### Records for the task
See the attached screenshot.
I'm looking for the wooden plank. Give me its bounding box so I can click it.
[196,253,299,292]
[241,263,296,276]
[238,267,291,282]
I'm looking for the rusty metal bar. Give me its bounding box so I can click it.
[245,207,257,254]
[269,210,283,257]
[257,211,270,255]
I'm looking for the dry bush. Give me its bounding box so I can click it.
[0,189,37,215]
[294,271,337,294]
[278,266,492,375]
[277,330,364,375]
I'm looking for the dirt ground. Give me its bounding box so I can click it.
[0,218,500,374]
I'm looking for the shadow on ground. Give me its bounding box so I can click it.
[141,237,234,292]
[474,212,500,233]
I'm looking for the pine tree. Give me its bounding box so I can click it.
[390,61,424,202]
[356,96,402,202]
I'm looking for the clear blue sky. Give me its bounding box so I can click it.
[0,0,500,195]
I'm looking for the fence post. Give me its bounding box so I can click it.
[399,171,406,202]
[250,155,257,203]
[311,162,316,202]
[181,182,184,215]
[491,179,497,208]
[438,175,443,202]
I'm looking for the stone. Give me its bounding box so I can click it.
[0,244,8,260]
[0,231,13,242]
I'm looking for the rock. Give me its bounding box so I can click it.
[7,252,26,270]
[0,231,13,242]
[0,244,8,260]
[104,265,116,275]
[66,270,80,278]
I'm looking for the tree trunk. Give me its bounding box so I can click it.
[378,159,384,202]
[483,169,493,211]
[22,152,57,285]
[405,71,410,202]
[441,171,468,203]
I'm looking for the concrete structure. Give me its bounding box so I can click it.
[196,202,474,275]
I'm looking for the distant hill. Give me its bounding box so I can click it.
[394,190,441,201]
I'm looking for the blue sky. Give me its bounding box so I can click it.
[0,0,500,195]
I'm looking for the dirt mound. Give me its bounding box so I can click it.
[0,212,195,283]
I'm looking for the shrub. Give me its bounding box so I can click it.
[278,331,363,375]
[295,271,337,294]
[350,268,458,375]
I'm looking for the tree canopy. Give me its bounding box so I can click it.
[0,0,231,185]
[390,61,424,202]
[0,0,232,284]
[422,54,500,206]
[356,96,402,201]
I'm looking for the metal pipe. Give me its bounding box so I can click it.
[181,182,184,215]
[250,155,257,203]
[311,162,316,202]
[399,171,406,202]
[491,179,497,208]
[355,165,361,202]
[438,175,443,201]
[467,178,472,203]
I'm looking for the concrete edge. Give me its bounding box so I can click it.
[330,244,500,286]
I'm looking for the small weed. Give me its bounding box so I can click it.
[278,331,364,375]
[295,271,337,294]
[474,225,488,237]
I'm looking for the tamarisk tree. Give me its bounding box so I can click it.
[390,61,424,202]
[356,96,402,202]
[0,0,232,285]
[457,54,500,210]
######
■ Do this ■
Repeat each item above word for word, keeping the same order.

■ Completed exercise ■
See the attached screenshot.
I'm looking for the wooden plank. Give me its bounding box so I can click it.
[196,253,299,292]
[241,263,296,276]
[238,267,291,282]
I'm looking for the rusty metal bar. Give me its bounding box so I can click it.
[245,207,257,254]
[269,210,283,257]
[257,211,270,255]
I'm looking for the dry bush. Give me its bounding box so I can click it.
[0,189,37,215]
[294,271,337,294]
[278,266,492,375]
[277,330,364,375]
I'm looking for the dirt ground. Give me its bounding box so I can click it.
[0,218,500,374]
I'm looking for the shadow on ground. Give me its bounding box so I can click it.
[141,237,234,292]
[474,212,500,233]
I'm looking for the pine tree. Give me its bounding box so I can click it.
[390,61,424,202]
[356,96,402,202]
I'm looking for the clear blue sky. Give me its bounding box so I can click it.
[0,0,500,195]
I'm looking for the fence post. Give me its bounding box so I can click it.
[399,171,406,202]
[250,155,257,203]
[311,162,316,202]
[181,182,184,215]
[491,179,497,208]
[438,175,443,202]
I'm looking for the stone. Give me its bounding box so I can click it.
[0,244,8,260]
[0,231,13,242]
I'm looking for the rock. Give me its bounding box so I can click it.
[7,252,26,270]
[0,231,13,242]
[0,244,8,260]
[104,265,116,275]
[66,270,80,278]
I'm looking for the tree trunk. Give me its bounding box so I can click it.
[378,159,384,202]
[483,169,493,211]
[22,152,57,285]
[405,71,410,202]
[441,171,468,203]
I'm looking for the concrete structure. Give me its bounding box so I can click it.
[196,202,474,275]
I'm looking for the distant hill. Give me its bounding box so I can click it.
[394,190,441,201]
I'm looking for the blue sky. Give me its bounding box so I can click it.
[0,0,500,195]
I'm looking for the dirt mound. Give me its bounding box so I can click it.
[0,212,195,283]
I'm looking for the shrub. Give me its bounding box so I can click it.
[278,331,363,375]
[295,271,337,294]
[350,268,458,375]
I'm looking for the tree canopy. Give me its bounding box so I can click it.
[0,0,231,185]
[390,61,424,202]
[0,0,232,284]
[422,54,500,206]
[356,96,402,201]
I'm looking for the metal pipe. Give me its bounding box so I can click it.
[181,182,184,215]
[250,155,257,203]
[311,162,316,202]
[399,171,406,202]
[491,179,497,208]
[355,165,361,202]
[438,175,443,201]
[467,178,472,203]
I'm looking for the concrete edge. Give me its bounding box so I can click it.
[330,244,500,286]
I'm looking for the small weed. Give me its bounding box so I can click it.
[278,331,364,375]
[295,271,337,294]
[474,225,488,237]
I'm looking for the tamarisk tree. Give me its bounding box so I can click it.
[390,61,424,202]
[356,96,402,202]
[0,0,232,285]
[457,54,500,210]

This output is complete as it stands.